Give back only the lines from the one with "# spot a pin on each instance of the navy" through the last line of the data, exactly as they appear.

*** THE RECORDS ***

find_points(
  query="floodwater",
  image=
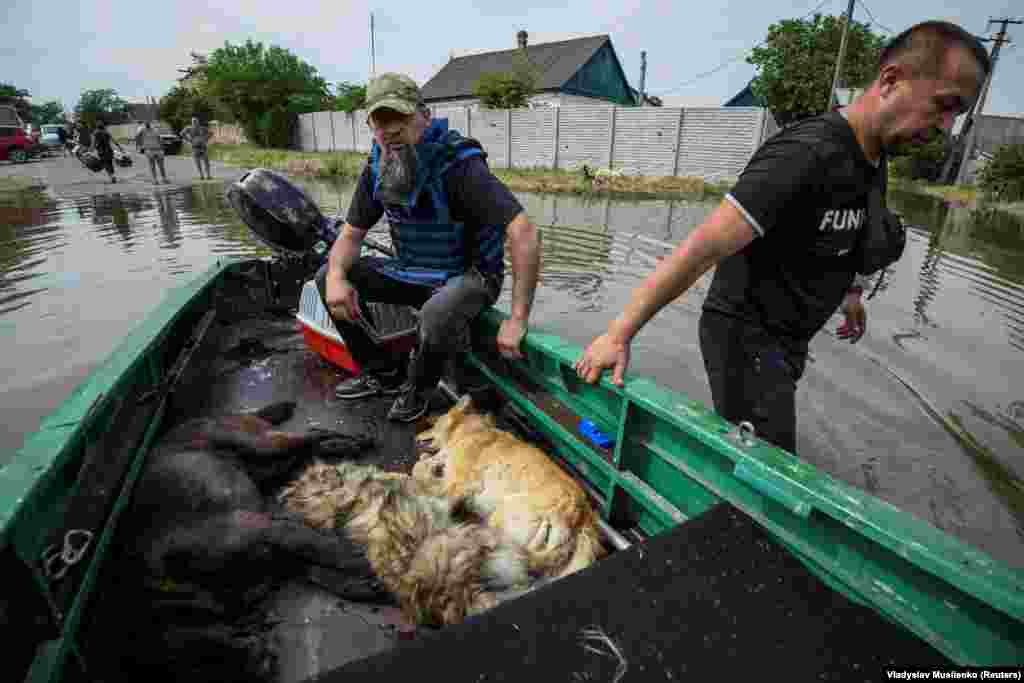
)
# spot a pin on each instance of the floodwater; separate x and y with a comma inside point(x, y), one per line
point(926, 412)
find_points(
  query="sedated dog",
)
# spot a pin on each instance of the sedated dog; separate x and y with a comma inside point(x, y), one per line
point(203, 545)
point(515, 486)
point(439, 561)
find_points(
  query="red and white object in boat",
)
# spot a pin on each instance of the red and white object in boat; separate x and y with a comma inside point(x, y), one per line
point(396, 329)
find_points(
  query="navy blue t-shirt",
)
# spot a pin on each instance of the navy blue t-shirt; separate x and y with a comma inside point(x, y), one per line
point(475, 198)
point(805, 193)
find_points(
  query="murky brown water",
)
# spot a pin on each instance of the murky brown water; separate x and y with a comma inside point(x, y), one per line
point(945, 329)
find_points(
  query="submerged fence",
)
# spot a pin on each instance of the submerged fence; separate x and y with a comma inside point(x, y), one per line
point(692, 141)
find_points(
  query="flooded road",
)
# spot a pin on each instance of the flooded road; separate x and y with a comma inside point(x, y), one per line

*** End of THE RECORDS ***

EXERCISE RESULT —
# spot a pin on each instance of the navy blue t-shirt; separate x and y with a comma inside point(x, y), one per line
point(475, 198)
point(805, 193)
find_points(
  query="murky brown water",
)
# spot a pin on each instance of the murky brown water; separate x and y with a comma inside point(x, y), one per line
point(945, 329)
find_points(
  query="submerged fence",
)
# spot a pin on each instance of the submerged fence; separate x and y with a comma inside point(x, y), one per line
point(692, 141)
find_points(
  query="flooded road",
)
# spot a pin on each instance of the flooded road; separate x and y with a comma inside point(x, y), one per line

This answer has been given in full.